:: EXTRACTED RECORDS ::

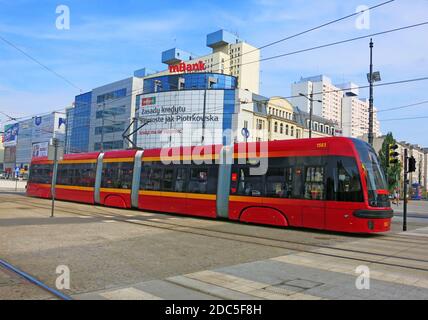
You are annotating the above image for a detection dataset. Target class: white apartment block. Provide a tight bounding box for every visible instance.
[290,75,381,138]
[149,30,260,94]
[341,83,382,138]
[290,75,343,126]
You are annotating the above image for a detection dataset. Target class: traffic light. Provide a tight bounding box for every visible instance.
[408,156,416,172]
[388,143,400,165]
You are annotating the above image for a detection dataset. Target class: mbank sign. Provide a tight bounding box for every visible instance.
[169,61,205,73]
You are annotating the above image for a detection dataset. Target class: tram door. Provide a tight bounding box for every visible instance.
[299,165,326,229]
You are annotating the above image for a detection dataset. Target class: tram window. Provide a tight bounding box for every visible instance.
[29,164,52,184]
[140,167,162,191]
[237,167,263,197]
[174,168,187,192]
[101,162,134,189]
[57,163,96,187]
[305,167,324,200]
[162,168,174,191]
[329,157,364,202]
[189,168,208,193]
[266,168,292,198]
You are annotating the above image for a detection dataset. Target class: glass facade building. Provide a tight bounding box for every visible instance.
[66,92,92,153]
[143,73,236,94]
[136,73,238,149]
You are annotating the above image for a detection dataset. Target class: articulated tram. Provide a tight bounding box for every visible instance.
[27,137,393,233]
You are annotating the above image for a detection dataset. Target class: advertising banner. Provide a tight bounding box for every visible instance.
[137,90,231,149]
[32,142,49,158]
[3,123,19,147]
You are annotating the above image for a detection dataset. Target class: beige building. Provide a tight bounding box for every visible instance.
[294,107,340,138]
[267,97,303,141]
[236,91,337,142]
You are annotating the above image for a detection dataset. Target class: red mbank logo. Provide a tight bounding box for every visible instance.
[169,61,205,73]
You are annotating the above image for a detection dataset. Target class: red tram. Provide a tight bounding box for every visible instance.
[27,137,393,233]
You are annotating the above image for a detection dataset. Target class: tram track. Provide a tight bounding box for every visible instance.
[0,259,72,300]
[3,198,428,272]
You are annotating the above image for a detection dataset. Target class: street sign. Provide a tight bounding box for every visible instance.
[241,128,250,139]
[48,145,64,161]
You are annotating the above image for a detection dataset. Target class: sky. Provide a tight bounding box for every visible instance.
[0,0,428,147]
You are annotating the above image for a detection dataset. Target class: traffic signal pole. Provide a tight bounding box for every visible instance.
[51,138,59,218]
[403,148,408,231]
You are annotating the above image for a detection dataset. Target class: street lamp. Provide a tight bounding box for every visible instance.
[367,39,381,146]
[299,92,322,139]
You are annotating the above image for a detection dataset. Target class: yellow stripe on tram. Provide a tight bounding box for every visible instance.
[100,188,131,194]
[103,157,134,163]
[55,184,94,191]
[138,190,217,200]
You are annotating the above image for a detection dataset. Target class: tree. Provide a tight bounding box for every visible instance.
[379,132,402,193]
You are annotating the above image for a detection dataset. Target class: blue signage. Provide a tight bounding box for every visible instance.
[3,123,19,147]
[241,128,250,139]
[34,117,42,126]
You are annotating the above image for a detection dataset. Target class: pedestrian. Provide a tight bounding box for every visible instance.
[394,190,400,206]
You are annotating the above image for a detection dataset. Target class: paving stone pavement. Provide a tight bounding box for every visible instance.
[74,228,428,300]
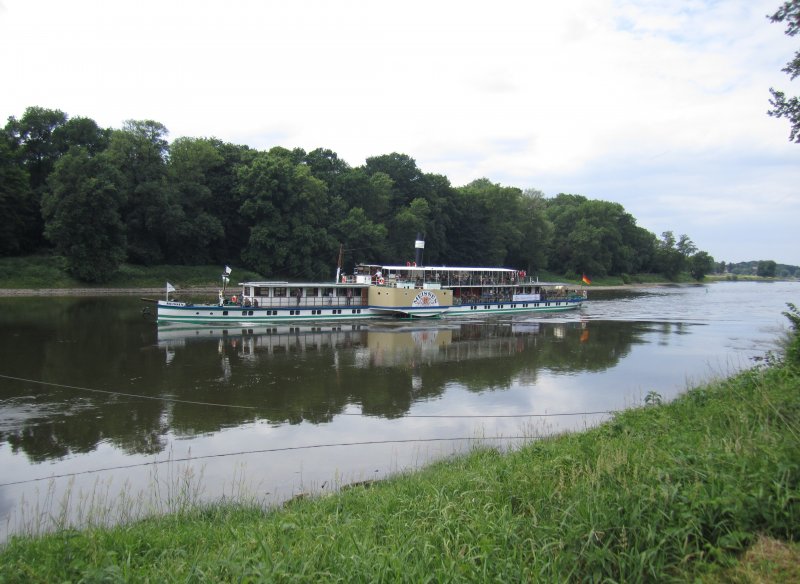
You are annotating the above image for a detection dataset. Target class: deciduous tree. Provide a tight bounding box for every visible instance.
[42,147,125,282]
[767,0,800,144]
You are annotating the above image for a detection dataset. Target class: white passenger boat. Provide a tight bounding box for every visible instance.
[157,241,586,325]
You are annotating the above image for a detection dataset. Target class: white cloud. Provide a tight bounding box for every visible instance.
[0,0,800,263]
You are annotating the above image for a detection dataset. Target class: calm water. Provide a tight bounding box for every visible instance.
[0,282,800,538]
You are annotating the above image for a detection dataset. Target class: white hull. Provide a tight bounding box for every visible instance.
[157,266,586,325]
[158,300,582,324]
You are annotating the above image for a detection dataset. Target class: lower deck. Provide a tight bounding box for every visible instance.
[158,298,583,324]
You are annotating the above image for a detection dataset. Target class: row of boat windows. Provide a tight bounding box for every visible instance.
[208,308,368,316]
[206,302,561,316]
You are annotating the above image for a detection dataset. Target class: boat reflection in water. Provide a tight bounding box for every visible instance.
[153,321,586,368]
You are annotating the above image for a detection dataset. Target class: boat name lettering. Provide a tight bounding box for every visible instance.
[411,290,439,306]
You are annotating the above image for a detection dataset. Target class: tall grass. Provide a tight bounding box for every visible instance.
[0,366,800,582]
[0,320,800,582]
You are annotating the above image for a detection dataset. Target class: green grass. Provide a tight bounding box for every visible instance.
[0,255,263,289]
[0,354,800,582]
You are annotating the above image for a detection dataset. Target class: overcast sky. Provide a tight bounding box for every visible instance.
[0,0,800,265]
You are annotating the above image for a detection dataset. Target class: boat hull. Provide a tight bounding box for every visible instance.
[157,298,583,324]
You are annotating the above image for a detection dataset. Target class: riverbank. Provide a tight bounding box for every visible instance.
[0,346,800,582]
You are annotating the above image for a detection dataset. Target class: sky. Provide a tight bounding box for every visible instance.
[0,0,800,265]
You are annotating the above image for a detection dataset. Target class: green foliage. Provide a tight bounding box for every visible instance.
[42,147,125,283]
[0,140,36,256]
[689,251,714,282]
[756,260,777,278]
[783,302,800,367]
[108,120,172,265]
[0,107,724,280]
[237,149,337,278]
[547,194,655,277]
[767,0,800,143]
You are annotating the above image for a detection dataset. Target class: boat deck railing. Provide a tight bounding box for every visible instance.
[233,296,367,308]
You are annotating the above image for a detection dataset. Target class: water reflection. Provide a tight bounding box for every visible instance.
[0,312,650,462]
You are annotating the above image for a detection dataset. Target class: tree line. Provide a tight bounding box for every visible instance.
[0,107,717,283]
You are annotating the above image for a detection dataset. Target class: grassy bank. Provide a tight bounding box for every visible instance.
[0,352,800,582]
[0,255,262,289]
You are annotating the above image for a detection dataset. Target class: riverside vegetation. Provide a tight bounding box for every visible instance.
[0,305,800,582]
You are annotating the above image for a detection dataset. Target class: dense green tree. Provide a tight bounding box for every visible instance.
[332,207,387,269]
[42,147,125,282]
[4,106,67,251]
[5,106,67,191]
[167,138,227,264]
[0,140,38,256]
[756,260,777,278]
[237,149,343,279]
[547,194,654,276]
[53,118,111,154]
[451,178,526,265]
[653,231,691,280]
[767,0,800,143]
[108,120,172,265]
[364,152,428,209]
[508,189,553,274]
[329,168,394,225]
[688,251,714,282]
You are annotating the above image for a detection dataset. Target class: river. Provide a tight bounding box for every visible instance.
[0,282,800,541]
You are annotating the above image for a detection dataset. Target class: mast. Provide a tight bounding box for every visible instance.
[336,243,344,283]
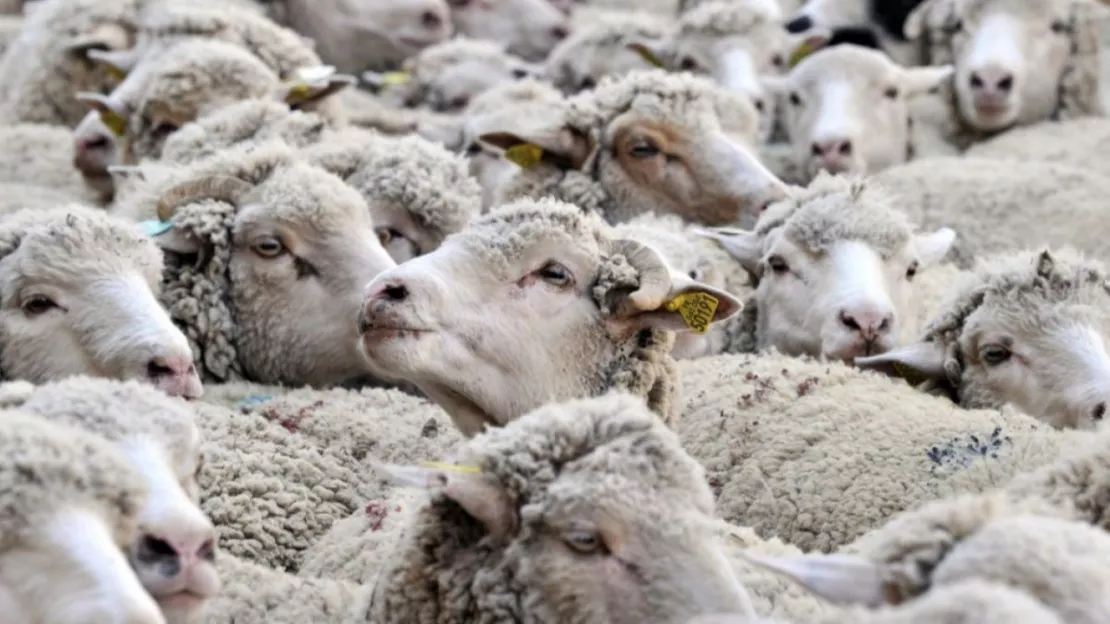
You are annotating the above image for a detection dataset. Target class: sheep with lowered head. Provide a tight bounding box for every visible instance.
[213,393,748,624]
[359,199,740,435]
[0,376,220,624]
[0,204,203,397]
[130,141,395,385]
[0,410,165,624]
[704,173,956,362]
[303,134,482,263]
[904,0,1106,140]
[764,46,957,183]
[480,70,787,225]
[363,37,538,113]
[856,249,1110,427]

:::
:: EXTRACTED RECORDS ::

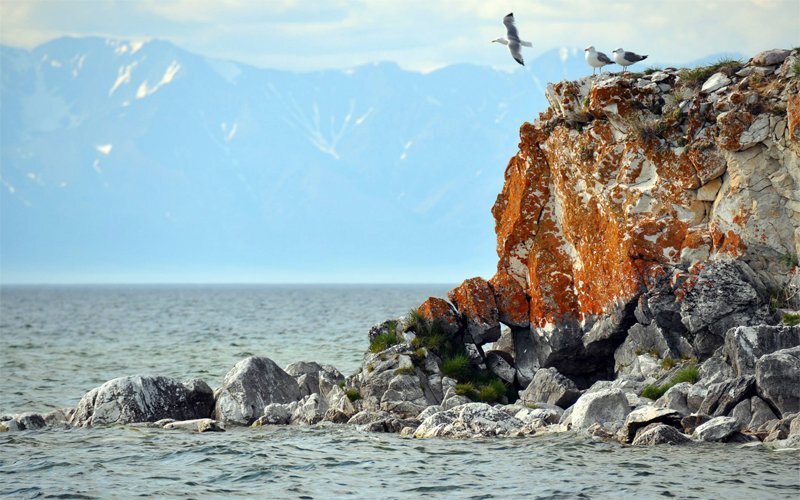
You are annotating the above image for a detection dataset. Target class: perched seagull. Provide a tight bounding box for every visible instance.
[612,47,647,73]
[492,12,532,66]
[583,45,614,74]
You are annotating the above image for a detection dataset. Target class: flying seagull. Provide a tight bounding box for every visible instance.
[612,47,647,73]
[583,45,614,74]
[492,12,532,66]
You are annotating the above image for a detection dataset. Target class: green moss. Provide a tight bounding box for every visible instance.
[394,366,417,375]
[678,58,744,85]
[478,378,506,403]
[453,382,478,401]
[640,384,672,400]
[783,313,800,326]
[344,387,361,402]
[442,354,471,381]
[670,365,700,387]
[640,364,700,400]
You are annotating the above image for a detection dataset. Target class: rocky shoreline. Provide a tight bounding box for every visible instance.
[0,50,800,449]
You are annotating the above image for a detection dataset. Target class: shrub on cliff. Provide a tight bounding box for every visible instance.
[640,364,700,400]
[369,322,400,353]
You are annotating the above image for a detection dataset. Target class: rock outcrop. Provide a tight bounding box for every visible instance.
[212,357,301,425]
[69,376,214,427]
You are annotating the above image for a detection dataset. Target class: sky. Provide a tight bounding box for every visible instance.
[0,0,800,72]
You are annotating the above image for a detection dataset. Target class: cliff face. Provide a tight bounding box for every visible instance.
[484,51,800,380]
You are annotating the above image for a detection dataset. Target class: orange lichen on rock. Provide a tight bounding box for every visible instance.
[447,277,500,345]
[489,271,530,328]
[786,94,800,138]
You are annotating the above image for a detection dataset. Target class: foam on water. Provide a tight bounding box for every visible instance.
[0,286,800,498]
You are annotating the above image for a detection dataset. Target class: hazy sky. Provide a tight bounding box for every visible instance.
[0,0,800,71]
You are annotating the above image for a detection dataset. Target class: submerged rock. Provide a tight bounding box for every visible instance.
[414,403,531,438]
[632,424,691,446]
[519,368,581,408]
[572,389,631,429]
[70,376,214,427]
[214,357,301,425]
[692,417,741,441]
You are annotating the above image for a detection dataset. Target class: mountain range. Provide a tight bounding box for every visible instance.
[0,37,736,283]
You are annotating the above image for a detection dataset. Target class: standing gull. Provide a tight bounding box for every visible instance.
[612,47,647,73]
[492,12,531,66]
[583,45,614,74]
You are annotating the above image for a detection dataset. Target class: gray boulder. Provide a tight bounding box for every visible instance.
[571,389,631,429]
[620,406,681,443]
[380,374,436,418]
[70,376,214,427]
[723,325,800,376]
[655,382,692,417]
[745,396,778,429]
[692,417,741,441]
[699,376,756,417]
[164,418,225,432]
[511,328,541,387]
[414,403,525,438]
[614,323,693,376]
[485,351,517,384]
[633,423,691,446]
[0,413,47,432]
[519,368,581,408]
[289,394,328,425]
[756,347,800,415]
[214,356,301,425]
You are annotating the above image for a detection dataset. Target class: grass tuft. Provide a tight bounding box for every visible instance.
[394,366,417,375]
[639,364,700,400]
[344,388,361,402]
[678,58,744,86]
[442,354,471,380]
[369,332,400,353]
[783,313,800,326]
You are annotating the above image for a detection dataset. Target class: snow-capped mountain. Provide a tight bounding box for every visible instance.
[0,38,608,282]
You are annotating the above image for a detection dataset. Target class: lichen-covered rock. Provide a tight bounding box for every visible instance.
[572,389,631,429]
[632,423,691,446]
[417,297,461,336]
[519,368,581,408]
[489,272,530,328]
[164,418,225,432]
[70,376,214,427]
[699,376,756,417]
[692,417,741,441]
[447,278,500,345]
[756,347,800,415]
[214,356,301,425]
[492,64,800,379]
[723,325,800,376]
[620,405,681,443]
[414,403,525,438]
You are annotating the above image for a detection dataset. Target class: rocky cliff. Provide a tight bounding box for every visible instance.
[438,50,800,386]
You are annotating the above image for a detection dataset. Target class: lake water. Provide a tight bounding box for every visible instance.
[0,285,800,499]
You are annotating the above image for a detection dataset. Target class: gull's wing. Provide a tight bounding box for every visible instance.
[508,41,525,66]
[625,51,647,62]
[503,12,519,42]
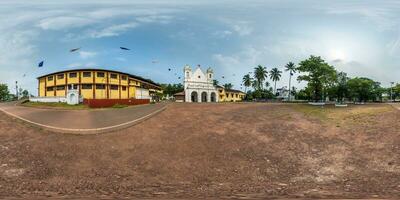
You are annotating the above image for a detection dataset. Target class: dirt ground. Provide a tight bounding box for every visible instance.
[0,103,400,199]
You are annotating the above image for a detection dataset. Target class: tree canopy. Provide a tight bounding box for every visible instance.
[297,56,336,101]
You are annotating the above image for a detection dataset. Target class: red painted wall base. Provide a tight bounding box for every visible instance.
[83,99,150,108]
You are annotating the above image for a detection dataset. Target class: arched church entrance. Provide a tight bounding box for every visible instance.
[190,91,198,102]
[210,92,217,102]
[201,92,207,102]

:::
:: EXTRACTED RECORDS ::

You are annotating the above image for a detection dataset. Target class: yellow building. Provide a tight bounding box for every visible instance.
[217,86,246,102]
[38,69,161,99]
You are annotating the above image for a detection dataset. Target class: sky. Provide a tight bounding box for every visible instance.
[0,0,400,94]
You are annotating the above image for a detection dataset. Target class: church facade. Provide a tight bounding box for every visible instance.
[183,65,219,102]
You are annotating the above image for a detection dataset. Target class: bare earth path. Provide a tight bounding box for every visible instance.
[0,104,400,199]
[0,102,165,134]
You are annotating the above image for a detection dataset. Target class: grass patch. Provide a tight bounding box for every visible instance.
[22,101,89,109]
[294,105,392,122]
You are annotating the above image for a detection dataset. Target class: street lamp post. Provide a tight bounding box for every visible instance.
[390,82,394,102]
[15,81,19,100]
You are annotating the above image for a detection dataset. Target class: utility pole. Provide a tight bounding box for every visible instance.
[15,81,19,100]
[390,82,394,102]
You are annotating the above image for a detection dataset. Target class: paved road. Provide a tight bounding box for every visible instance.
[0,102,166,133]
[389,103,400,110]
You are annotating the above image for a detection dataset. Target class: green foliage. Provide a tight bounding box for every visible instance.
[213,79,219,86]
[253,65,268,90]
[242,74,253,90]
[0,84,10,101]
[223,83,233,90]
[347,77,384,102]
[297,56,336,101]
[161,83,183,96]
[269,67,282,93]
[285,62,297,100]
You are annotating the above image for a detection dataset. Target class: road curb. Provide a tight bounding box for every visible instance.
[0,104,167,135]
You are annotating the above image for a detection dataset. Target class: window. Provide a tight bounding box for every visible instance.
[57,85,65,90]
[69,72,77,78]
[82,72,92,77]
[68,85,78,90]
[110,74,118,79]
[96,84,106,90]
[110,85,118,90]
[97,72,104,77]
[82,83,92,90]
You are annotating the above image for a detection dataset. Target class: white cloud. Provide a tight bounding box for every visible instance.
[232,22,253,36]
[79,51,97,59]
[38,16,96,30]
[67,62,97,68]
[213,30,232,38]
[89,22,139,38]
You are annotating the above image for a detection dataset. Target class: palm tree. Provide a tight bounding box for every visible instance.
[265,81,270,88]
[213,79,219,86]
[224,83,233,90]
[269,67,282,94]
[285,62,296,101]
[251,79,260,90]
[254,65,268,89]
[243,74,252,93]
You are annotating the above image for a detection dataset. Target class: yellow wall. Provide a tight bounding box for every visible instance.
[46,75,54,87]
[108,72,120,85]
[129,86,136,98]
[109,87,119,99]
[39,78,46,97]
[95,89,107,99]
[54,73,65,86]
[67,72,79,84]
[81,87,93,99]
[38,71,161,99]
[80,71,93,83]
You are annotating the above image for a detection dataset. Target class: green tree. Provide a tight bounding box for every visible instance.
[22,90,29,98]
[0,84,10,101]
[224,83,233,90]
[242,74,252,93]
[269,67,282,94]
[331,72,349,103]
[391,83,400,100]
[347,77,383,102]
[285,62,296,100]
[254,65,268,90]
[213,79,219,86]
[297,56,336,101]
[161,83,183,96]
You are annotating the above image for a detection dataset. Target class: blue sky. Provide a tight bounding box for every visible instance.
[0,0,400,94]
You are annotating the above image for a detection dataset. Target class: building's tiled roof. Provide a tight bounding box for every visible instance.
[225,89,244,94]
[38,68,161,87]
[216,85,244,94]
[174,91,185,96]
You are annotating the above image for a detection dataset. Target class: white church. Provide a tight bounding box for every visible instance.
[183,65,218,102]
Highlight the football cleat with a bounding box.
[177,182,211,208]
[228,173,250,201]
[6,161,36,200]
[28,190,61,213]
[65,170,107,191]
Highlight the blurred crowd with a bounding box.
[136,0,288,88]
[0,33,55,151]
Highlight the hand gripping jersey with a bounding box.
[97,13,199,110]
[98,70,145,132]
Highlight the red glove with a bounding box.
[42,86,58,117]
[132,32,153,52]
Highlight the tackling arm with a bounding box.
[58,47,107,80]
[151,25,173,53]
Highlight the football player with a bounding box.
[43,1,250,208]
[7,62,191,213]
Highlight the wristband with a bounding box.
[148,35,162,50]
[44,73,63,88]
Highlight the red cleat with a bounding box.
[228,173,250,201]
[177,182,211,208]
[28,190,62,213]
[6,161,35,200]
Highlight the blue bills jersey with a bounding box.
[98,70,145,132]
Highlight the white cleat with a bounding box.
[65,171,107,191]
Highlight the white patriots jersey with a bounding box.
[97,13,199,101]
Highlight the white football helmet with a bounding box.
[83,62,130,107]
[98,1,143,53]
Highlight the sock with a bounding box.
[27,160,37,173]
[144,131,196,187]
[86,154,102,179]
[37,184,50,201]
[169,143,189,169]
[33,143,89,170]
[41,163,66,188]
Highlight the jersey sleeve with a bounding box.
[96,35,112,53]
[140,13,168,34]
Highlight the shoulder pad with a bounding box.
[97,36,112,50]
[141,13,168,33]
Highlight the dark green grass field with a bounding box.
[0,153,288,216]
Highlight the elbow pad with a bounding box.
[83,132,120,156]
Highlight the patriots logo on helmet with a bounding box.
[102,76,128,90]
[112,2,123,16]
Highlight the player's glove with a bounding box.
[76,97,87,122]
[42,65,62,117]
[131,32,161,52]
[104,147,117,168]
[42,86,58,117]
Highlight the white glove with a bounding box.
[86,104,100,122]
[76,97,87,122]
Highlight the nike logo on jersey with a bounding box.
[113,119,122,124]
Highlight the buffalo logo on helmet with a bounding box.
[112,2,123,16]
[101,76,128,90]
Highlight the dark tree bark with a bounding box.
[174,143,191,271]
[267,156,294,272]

:::

SHORT PROBLEM: Rewrite the entries from the line containing "class: white apartment" through the line containing "[388,143,400,165]", both included, switching "traffic light" to "street lamp" and leaving everything else unchanged. Give back only those lines.

OUTPUT FOR THIS TASK:
You are annotating the above image for a detection dataset. Target class: white apartment block. Provide a tight bounding box for every visible instance.
[290,75,381,138]
[149,30,260,94]
[341,83,382,138]
[290,75,343,126]
You are annotating the above image for a detection dataset. Target class: street lamp. Provide a tight bounding box for every visible instance.
[408,156,416,172]
[388,143,400,165]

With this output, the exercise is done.